> _Problem to solve_:
The records below must be output exactly, with no images carried over.

[Records for the exercise — start]

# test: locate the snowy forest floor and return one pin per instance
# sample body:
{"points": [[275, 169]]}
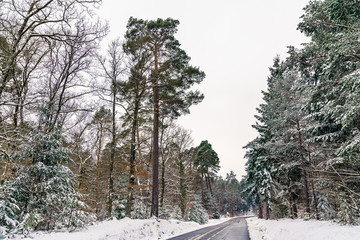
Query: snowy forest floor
{"points": [[298, 229], [125, 229]]}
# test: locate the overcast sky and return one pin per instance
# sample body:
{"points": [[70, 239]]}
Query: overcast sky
{"points": [[234, 42]]}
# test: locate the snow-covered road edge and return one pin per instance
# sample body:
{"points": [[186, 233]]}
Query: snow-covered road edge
{"points": [[298, 229], [148, 229]]}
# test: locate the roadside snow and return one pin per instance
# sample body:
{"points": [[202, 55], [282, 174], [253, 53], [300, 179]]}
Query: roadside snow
{"points": [[288, 229], [126, 229]]}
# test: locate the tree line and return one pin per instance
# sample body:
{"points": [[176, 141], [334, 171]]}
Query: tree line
{"points": [[88, 135], [305, 160]]}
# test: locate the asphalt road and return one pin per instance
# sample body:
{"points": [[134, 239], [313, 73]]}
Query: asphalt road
{"points": [[234, 229]]}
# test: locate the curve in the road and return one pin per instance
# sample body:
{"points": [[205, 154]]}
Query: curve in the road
{"points": [[235, 228]]}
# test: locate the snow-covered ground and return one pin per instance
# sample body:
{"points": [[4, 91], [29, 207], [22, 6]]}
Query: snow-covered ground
{"points": [[126, 229], [287, 229]]}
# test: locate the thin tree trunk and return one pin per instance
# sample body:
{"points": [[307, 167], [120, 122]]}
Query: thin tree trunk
{"points": [[98, 173], [202, 189], [162, 182], [155, 182], [260, 208], [112, 153], [182, 188], [306, 187], [208, 177], [132, 160], [312, 186]]}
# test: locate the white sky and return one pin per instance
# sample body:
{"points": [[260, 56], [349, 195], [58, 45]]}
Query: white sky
{"points": [[234, 42]]}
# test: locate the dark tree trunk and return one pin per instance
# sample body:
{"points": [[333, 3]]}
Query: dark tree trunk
{"points": [[306, 186], [112, 153], [182, 189], [98, 175], [312, 186], [132, 160], [202, 188], [155, 182], [260, 208], [209, 182]]}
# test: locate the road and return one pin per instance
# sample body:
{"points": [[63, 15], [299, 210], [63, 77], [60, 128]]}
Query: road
{"points": [[234, 229]]}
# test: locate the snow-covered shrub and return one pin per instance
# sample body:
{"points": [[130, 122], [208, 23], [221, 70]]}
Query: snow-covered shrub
{"points": [[216, 215], [164, 212], [198, 213], [139, 210], [119, 209], [176, 214], [8, 210], [44, 190]]}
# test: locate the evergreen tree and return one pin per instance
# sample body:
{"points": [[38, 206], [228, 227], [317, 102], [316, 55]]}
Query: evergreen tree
{"points": [[44, 191], [171, 77]]}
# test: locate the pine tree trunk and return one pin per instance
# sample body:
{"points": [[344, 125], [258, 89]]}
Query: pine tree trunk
{"points": [[209, 182], [98, 173], [132, 160], [306, 187], [182, 188], [162, 182], [312, 186], [260, 208], [202, 189], [155, 182], [112, 154]]}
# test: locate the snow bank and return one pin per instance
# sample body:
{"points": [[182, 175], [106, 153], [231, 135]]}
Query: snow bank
{"points": [[288, 229], [126, 229]]}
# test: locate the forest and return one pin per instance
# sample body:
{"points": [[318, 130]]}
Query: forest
{"points": [[305, 161], [89, 134]]}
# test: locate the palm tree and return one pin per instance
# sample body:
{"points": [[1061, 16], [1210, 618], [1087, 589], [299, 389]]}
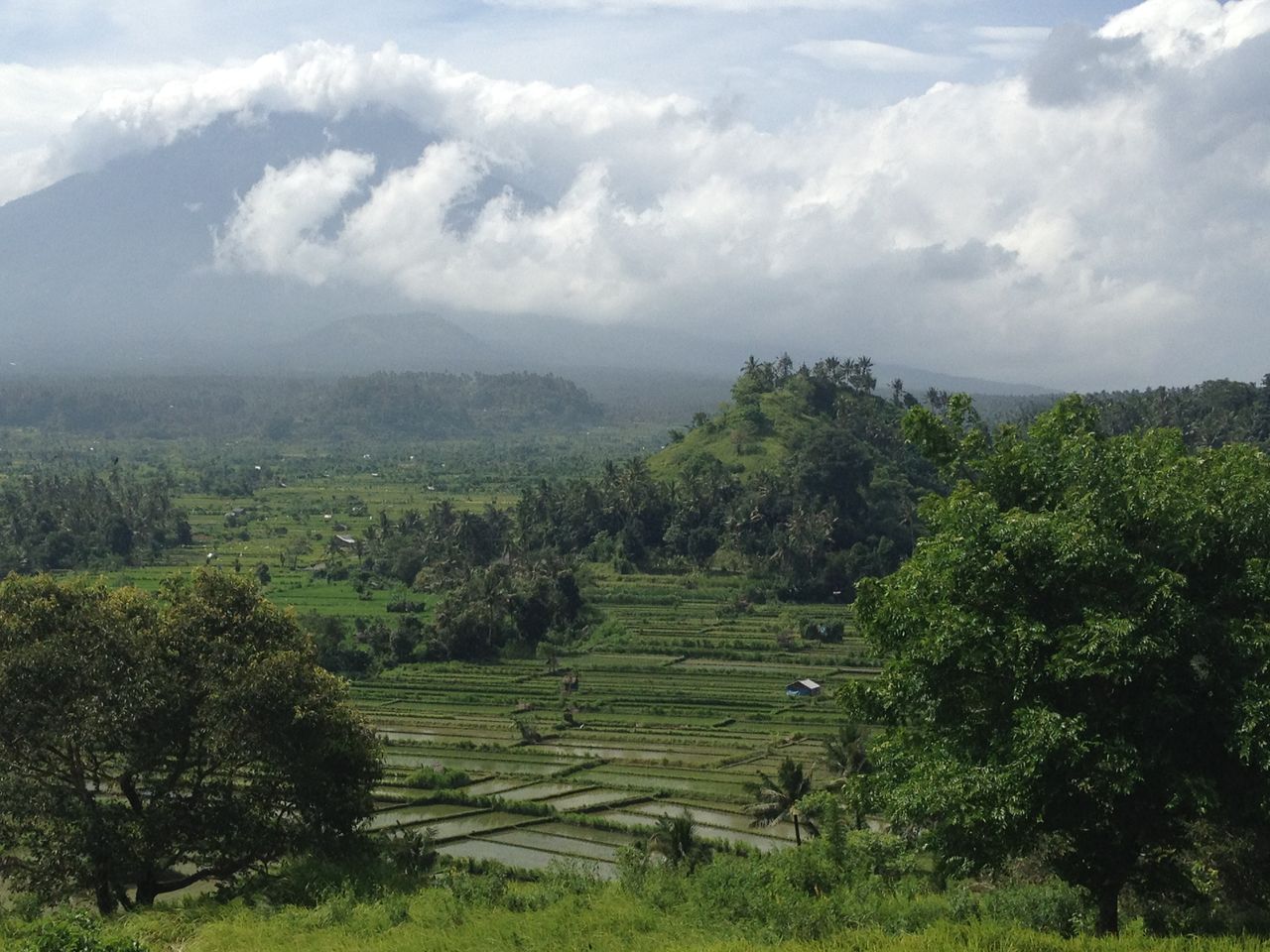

[Records for the exercise — finish]

> _Solved exercise_:
# test: locate the snowy forest floor and return one pin per instance
# sample body:
{"points": [[275, 169]]}
Query: snowy forest floor
{"points": [[298, 229], [125, 229]]}
# test: locate the overcast sky and return one pin per instance
# sample body:
{"points": [[70, 239]]}
Query: overcast sky
{"points": [[234, 42]]}
# test: locate the snow-covered road edge and return one pin per instance
# sample body:
{"points": [[186, 233]]}
Query: snow-covered road edge
{"points": [[298, 229], [148, 229]]}
# test: locate the roadside snow and return one pin per instance
# sample body:
{"points": [[202, 55], [282, 174], [253, 53], [300, 179]]}
Query: roadside snow
{"points": [[288, 229], [126, 229]]}
# test: locate the tree line and return one pin per instance
# sample body:
{"points": [[176, 141], [334, 171]]}
Query: tree line
{"points": [[88, 135], [305, 160]]}
# test: locate the asphalt road and return one pin per instance
# sample body:
{"points": [[134, 239], [313, 73]]}
Query: asphalt road
{"points": [[234, 229]]}
# test: locate the curve in the road and return one pin per instance
# sample body:
{"points": [[205, 154]]}
Query: curve in the road
{"points": [[235, 228]]}
# test: locate the snow-covered ground and return one pin per instance
# sample body:
{"points": [[4, 91], [29, 207], [22, 6]]}
Query: snow-covered ground
{"points": [[126, 229], [287, 229]]}
# test: locate the thin tree trunk and return one pin per instance
# sample body:
{"points": [[307, 167], [120, 122]]}
Query: thin tree trunk
{"points": [[98, 173], [202, 189], [162, 182], [155, 182], [260, 208], [112, 153], [182, 188], [306, 187], [208, 177], [132, 160], [312, 186]]}
# test: locate the white sky and return one pin per instance
# sample body:
{"points": [[260, 56], [349, 195], [58, 45]]}
Query: white sky
{"points": [[234, 42]]}
# test: locate the dark tree trunk and return one pin per instance
# sample body:
{"points": [[333, 3]]}
Query: dark tree trunk
{"points": [[306, 186], [112, 153], [182, 189], [98, 175], [312, 186], [132, 160], [202, 188], [155, 182], [260, 208], [209, 182]]}
# test: locate the road and return one pin per instance
# sample body:
{"points": [[63, 15], [299, 210], [63, 77], [60, 128]]}
Query: road
{"points": [[234, 229]]}
# test: locate the snow-covered shrub and return one pin per instance
# sample body:
{"points": [[130, 122], [208, 23], [221, 70]]}
Query: snow-covered shrub
{"points": [[216, 215], [164, 212], [198, 213], [139, 210], [119, 209], [176, 214], [8, 210], [44, 190]]}
# test: locate the evergreen tree and return one pin per instance
# sample body:
{"points": [[38, 206], [228, 227], [317, 102], [316, 55]]}
Query: evergreen tree
{"points": [[44, 191], [171, 77]]}
# test: locate the pine tree trunk and return one pin per instance
# sample body:
{"points": [[344, 125], [258, 89]]}
Query: pine tree trunk
{"points": [[209, 182], [98, 173], [132, 160], [306, 187], [182, 188], [162, 182], [312, 186], [260, 208], [202, 189], [155, 182], [112, 154]]}
# test: locate the snow bank and return one pin per instance
# sample body:
{"points": [[182, 175], [106, 153], [231, 135]]}
Query: snow bank
{"points": [[288, 229], [126, 229]]}
# test: locate the forest and return one pin per instance
# sample body:
{"points": [[318, 130]]}
Query: forest
{"points": [[305, 161], [89, 134]]}
# test: locate the palm tree and return one pin per instance
# sample body:
{"points": [[1061, 16], [1210, 618], [1087, 589], [299, 389]]}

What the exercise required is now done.